> **EXERCISE INPUT**
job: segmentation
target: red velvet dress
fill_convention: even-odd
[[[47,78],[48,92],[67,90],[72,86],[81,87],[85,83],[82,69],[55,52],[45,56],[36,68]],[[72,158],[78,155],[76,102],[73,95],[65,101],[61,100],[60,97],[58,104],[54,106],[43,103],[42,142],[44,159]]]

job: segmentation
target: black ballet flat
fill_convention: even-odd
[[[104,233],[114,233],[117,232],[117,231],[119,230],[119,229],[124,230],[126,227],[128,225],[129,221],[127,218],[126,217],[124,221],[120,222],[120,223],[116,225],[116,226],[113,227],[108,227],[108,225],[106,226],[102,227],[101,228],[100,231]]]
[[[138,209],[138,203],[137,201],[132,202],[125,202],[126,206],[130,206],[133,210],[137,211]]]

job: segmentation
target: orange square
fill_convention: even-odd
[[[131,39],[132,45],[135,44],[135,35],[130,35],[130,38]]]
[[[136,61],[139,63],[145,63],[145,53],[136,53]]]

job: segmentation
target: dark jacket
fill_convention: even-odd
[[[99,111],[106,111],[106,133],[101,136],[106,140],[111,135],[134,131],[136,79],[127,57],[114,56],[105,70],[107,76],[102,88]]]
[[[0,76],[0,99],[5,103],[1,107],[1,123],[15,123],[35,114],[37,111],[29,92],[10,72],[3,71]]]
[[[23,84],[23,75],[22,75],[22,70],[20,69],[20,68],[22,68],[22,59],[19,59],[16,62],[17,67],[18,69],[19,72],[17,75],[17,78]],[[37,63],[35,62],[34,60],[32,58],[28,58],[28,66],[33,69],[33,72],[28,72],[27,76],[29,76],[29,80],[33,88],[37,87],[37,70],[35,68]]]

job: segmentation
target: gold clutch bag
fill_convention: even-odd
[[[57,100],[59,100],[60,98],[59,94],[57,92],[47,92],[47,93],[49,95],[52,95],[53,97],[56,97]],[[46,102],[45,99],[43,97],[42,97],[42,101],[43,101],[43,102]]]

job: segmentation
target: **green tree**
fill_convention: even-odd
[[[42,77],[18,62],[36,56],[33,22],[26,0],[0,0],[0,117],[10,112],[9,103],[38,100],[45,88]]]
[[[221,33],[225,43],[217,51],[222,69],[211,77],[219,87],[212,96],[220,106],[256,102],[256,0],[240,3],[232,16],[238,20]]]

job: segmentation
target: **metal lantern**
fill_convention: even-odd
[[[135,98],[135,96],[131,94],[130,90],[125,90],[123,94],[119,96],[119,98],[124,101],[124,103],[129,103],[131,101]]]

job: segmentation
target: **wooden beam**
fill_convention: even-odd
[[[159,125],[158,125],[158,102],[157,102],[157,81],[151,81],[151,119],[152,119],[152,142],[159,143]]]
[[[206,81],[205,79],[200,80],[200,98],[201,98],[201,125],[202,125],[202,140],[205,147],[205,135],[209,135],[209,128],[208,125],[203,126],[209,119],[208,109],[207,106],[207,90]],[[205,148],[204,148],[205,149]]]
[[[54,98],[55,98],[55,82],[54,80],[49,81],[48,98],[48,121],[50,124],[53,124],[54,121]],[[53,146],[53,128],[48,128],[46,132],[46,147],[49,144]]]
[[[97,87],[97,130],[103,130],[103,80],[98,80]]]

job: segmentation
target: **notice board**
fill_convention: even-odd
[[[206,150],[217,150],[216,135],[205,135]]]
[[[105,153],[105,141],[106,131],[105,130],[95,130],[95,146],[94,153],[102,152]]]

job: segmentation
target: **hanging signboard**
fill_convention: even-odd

> **WHAT YOU ARE ASKED TO DO**
Please put the entries into a two-column CSV with columns "label_text" and "outline", starting at the beginning of the entries and ending at the line containing "[[[136,61],[139,63],[145,63],[145,53],[136,53]]]", with both ends included. Give one row per entry, with each value in a single quoted field and line breaks replaced by spaces.

> **THE SOLUTION**
label_text,outline
"job: segmentation target: red velvet dress fill_convention: even-odd","[[[47,78],[48,92],[67,90],[72,86],[81,87],[85,83],[82,69],[55,52],[45,56],[36,68]],[[72,158],[78,155],[76,102],[73,95],[65,101],[61,100],[60,97],[58,104],[54,106],[43,103],[42,142],[44,159]]]"
"job: segmentation target: black ballet flat fill_convention: even-odd","[[[104,233],[114,233],[117,232],[117,231],[119,230],[119,229],[124,230],[126,227],[128,225],[129,221],[127,218],[126,217],[124,221],[120,222],[120,223],[116,225],[116,226],[113,227],[108,227],[108,225],[106,226],[102,227],[101,228],[100,231]]] [[[138,209],[138,203],[137,201],[132,202],[125,202],[126,206],[130,206],[133,210],[137,211]]]"
"job: segmentation target: orange square fill_convention: even-odd","[[[131,39],[132,45],[135,44],[135,35],[130,35],[130,38]]] [[[136,61],[139,63],[145,63],[145,53],[136,53]]]"